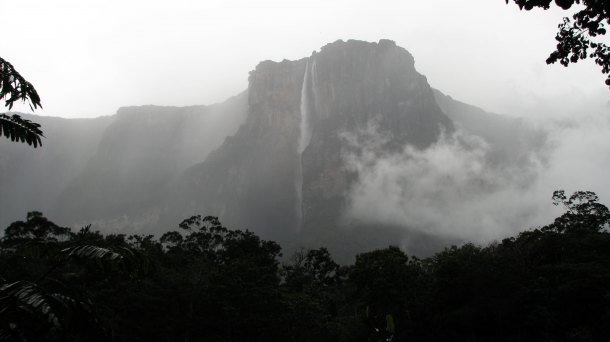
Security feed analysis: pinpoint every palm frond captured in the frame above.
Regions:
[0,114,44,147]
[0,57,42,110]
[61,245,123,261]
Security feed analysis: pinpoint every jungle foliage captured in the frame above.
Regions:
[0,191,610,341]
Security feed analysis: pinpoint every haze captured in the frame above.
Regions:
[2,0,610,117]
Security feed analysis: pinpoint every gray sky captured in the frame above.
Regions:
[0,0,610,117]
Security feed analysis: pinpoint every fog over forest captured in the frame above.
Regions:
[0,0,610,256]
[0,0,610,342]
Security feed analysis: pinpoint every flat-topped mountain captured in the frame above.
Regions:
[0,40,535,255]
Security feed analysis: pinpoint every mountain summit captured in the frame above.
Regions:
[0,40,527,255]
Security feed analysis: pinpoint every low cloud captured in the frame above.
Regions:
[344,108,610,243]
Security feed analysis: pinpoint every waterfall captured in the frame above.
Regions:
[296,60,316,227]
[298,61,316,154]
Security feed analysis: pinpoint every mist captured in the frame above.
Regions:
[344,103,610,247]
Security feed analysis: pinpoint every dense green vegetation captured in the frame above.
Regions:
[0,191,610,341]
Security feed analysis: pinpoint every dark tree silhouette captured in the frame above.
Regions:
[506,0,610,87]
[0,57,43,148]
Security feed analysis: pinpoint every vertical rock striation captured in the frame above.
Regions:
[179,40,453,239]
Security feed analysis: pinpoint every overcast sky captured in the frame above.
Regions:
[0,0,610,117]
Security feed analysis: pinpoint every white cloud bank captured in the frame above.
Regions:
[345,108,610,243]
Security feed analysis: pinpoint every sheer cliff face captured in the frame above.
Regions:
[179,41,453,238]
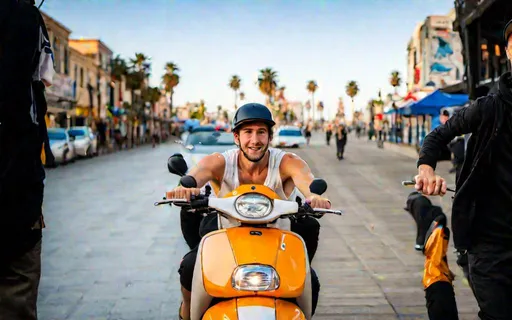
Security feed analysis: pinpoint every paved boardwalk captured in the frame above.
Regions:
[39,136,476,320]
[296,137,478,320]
==
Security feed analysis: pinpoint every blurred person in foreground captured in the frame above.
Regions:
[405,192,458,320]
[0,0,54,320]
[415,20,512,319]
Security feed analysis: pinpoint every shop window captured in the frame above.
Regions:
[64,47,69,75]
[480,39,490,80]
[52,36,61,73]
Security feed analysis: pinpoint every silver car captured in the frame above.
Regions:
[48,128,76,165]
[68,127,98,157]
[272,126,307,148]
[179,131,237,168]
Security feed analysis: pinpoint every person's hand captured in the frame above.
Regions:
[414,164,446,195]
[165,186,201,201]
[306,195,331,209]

*EXERCISE OBJECTIVE*: Rescale the rows from the line with "Security feed analysis: pinpoint every palm" to the line with "[0,40,535,255]", both ends included, and give only those lines. Copy every line in that span, wording lines too, multiplying each box coordinate in the answers by 1.5 and rounding to whole numbers, with halves rounded up.

*TASK OUTPUT*:
Security feed analysis: pinpoint every palm frond captured in the frame above.
Regions:
[0,171,66,221]
[0,86,63,165]
[92,368,185,392]
Security feed analysis: pinpoint every jungle foliage captured in the frame above.
Regions:
[0,287,915,512]
Security feed analysis: pinpoint every haze captured in the frame above.
Regions:
[3,0,915,176]
Security feed analysis: pinpoint every gray sky captured in the frame above.
Regions:
[0,0,915,176]
Security feed analysis: pinpoint every fog over forest captured in the frame above.
Regions:
[0,0,915,384]
[0,0,915,513]
Security feed analysis: pinpoint every flat-topped mountain captured in the frame above.
Regions:
[0,60,803,383]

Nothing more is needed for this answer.